-- RECORDS PROVIDED --
--*--

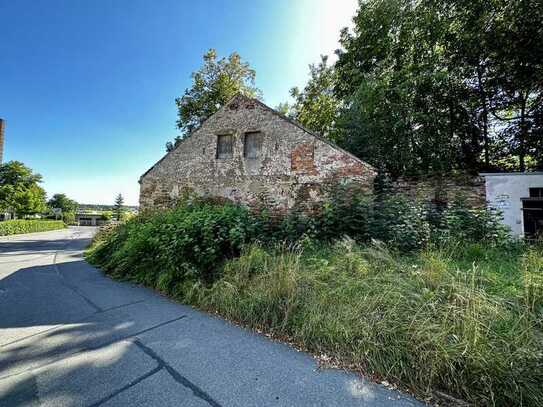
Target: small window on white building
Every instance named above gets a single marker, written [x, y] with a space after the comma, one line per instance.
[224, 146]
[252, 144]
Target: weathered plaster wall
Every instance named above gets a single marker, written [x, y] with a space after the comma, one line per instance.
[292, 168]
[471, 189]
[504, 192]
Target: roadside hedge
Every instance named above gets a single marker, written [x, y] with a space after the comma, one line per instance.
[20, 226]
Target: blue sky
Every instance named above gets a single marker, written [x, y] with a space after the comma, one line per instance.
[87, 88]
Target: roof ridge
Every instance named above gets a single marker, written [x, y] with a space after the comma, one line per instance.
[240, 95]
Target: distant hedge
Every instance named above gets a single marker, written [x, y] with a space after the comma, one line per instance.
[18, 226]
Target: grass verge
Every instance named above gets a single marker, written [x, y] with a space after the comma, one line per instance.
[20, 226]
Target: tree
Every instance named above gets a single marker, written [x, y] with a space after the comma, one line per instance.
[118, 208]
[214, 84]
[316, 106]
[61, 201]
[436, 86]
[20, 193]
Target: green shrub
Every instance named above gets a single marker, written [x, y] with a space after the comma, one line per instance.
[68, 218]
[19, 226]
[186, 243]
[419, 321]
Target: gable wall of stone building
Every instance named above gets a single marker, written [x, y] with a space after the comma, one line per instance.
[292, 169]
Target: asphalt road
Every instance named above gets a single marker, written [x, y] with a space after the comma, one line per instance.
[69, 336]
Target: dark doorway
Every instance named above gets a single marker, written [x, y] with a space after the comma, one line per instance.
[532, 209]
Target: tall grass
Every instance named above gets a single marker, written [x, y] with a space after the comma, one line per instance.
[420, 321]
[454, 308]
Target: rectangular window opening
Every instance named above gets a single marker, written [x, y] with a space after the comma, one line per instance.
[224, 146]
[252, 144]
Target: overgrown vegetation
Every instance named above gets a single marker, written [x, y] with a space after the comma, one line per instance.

--*--

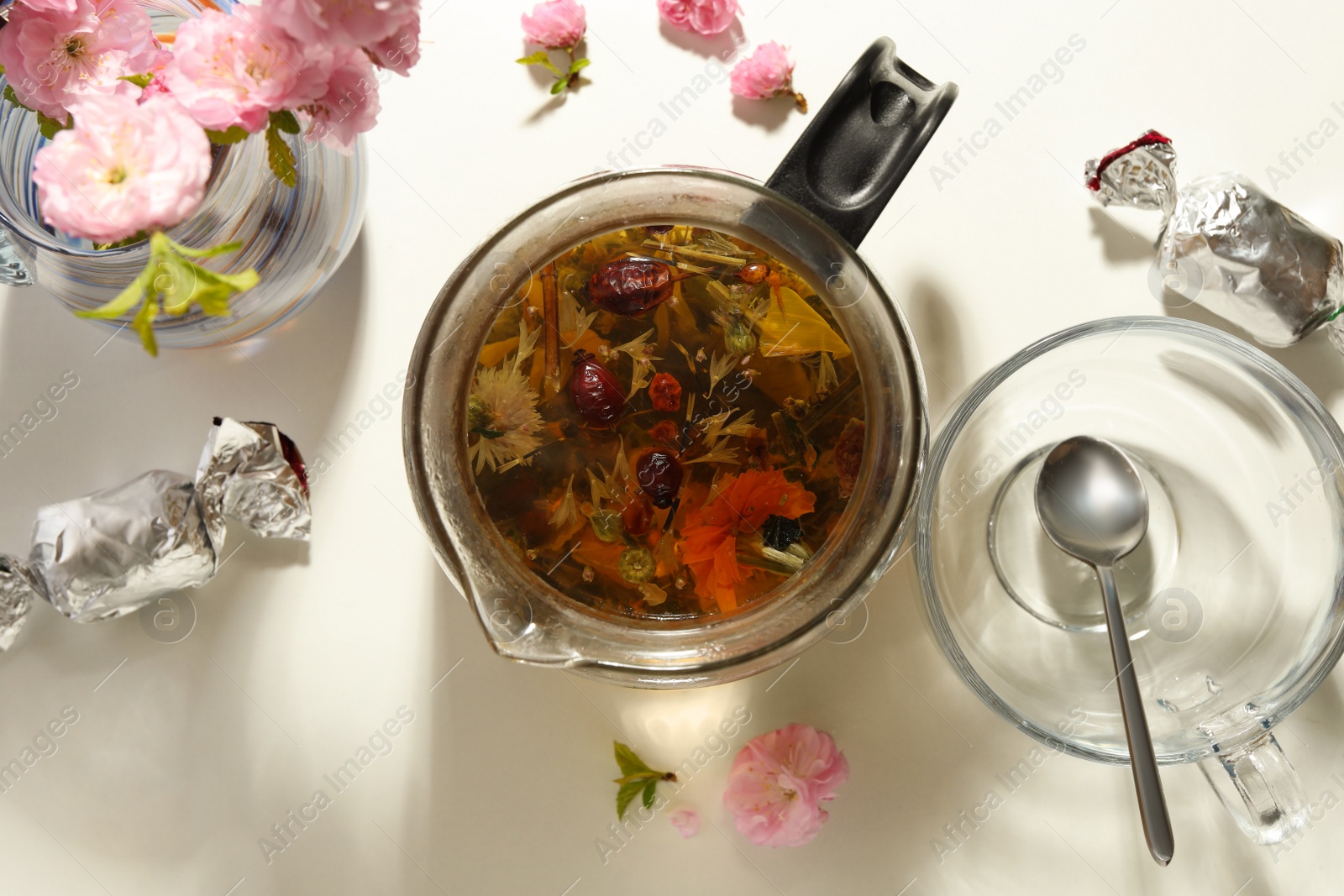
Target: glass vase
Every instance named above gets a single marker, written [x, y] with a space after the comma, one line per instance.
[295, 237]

--*--

-- EXERCISE DESCRIPTION --
Please find each line in the items above that contains the word "building", and copy those lines in full.

-- THE RESULT --
Target: small window on white building
Target: gable wall of stone building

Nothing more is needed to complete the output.